Task to complete: Transcribe the part of the podcast transcript on "African Solutions to African Problems" that begins at the words "So the African" and stops after the words "European, strictly, problems.".

Source document:
/---

AARON STANLEY: Welcome to Diffusion, a podcast of Carnegie Corporation of New York. I'm Aaron Stanley.
SCOTT MALCOMSON: And I'm Scott Malcomson. In the ninth and final episode of this series we are discussing the phrase African Solutions to African Problems.
[In this episode: Caroline Njuki, Nanjala Nyabola, Wilfred Muliro, Elissa Jobson, Obi Anyadike, Solomon Dersso, Funmi Olonisakin]
STANLEY: We began with Caroline Njuki, senior program coordinator at the Intergovernmental Authority on Development's Regional Secretariat on Forced Displacement and Mixed Migration, whom we spoke with in Episode 7.
CAROLINE NJUKI: I wonder what African problems could be in a rather globalized world. We are so interconnected as humanity that I feel talking about African Solutions to African Problems is a little simplistic, because the African problems, or what we call African problems, have got roots in issues like trade, in issues like international security, arms - Africa does not produce [arms], and those arms perpetuate conflicts, for instance. So we are bound by a set of international norms about how we should behave in war when people are displaced, in trade, etcetera.
So the African solutions maybe is - that the Africans want to lift more in solving their own problems, but I don't think it's purely African problems or purely African solutions. It's a partnership, and it is where we are as humanity. I don't think the Europeans would talk about European solutions to European problems because there are very few European, strictly, problems.
And that is why you see that being a community of nations -I'm talking about migration. The reason why we see more people leaving is poverty has become more entrenched, poverty and inequality. Governance, as we think of it in countries, the space for people to express themselves continues to shrink. But there is also, that many people know what is out there. They have TV. They have Facebook accounts. So they know what opportunities the world out there presents, and so they are attracted. They know: aha, I would be able to pursue my individual determination better and pursue my dreams in another country, compared to where I am today.
And so to be able to address such an issue, we have to work together, because is the countries of origin. We need to look at what are the root causes, what are the root drivers of migration or displacement, and is that something that we need to deal with?
STANLEY: Nanjala Nyabola is a Kenyan political commentator and independent researcher who was featured throughout the series but most prominently in Episode 3 on the Militarization of Peacebuilding.
NANJALA NYABOLA: And I worry especially about the countries that I've mentioned, Central African Republic, South Sudan, DRC, the Rohingya in Myanmar. I worry about places that we - the people in those places that we forget. Because we sold them a promise. We told them that help would come. We told them if they went along with the system and showed up to New York every September, that if things went wrong someone would show up and someone would help, and it's not happening.

\---

Exercise data:
/---

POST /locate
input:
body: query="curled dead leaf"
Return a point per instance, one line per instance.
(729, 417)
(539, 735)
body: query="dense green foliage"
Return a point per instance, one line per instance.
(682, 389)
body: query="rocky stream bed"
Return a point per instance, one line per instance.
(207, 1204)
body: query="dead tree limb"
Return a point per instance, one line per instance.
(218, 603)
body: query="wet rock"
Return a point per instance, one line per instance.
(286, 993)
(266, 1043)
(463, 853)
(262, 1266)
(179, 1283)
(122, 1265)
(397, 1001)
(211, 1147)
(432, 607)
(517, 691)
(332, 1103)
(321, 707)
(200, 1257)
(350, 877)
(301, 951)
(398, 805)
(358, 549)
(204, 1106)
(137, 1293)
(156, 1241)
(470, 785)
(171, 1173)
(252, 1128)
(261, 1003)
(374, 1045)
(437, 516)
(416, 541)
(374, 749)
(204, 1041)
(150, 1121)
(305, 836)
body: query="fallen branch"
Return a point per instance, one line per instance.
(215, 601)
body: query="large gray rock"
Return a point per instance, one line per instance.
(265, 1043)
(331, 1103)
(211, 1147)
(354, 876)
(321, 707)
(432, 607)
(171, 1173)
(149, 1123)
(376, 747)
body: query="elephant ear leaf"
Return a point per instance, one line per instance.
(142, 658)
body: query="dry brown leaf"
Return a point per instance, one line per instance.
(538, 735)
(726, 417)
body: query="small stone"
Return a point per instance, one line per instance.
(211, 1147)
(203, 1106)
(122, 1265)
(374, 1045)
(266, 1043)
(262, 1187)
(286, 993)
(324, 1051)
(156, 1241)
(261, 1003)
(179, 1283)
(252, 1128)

\---

Reply:
So the African solutions maybe is - that the Africans want to lift more in solving their own problems, but I don't think it's purely African problems or purely African solutions. It's a partnership, and it is where we are as humanity. I don't think the Europeans would talk about European solutions to European problems because there are very few European, strictly, problems.